[Begin DATA SUPPLIED]

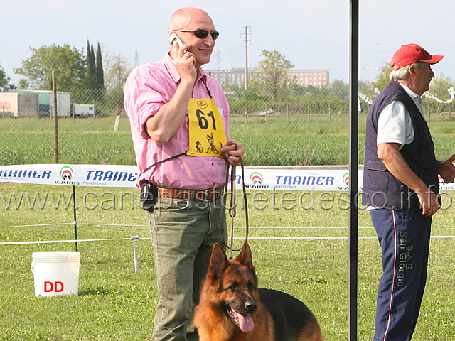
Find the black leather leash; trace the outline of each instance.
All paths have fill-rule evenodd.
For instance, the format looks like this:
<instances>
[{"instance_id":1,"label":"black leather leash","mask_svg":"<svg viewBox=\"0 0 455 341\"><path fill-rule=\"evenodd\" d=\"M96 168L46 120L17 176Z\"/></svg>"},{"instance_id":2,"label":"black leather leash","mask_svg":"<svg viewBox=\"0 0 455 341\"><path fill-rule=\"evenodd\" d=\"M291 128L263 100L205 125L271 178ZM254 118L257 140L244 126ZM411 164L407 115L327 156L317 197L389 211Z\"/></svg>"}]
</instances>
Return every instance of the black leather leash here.
<instances>
[{"instance_id":1,"label":"black leather leash","mask_svg":"<svg viewBox=\"0 0 455 341\"><path fill-rule=\"evenodd\" d=\"M238 149L238 146L236 143L234 143L234 146L235 147L235 150ZM248 239L248 205L247 202L247 190L245 185L245 168L243 166L243 158L239 156L239 159L240 160L240 167L242 169L242 190L243 190L243 202L245 205L245 216L246 220L246 232L245 232L245 240L247 241ZM229 162L228 162L228 168L226 170L226 185L225 185L225 192L228 192L228 184L229 180ZM231 171L230 171L230 205L229 207L229 215L231 217L231 227L230 227L230 243L229 244L229 260L232 260L232 252L240 251L242 249L234 249L234 218L237 215L236 206L237 206L237 200L236 200L236 194L235 194L235 164L231 165ZM228 246L228 243L226 246ZM243 245L243 244L242 244Z\"/></svg>"}]
</instances>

[End DATA SUPPLIED]

WHAT NEEDS TO BE DONE:
Reproduce every one of the stored records above word for word, leaving out the pictures.

TASK OUTPUT:
Find the black leather leash; trace the outline of each instance.
All paths have fill-rule evenodd.
For instance, the format looks like this:
<instances>
[{"instance_id":1,"label":"black leather leash","mask_svg":"<svg viewBox=\"0 0 455 341\"><path fill-rule=\"evenodd\" d=\"M96 168L46 120L17 176Z\"/></svg>"},{"instance_id":2,"label":"black leather leash","mask_svg":"<svg viewBox=\"0 0 455 341\"><path fill-rule=\"evenodd\" d=\"M291 128L263 100L205 125L271 178ZM254 118L257 140L244 126ZM411 164L407 115L327 156L317 197L389 211Z\"/></svg>"}]
</instances>
Return every instance of the black leather leash here.
<instances>
[{"instance_id":1,"label":"black leather leash","mask_svg":"<svg viewBox=\"0 0 455 341\"><path fill-rule=\"evenodd\" d=\"M238 149L238 146L236 143L234 143L234 146L235 147L235 150ZM248 239L248 205L247 202L247 190L245 185L245 168L243 166L243 158L239 156L239 159L240 160L240 167L242 169L242 190L243 190L243 202L245 205L245 216L246 220L246 232L245 232L245 240L247 241ZM229 162L228 162L228 168L226 170L226 185L225 185L225 192L228 192L228 184L229 180ZM231 171L230 171L230 205L229 207L229 215L231 217L231 227L230 227L230 243L229 244L229 260L232 260L232 252L240 251L242 249L234 249L234 218L237 215L236 206L237 206L237 200L236 200L236 194L235 194L235 164L231 165ZM228 246L228 243L226 246ZM243 245L243 244L242 244Z\"/></svg>"}]
</instances>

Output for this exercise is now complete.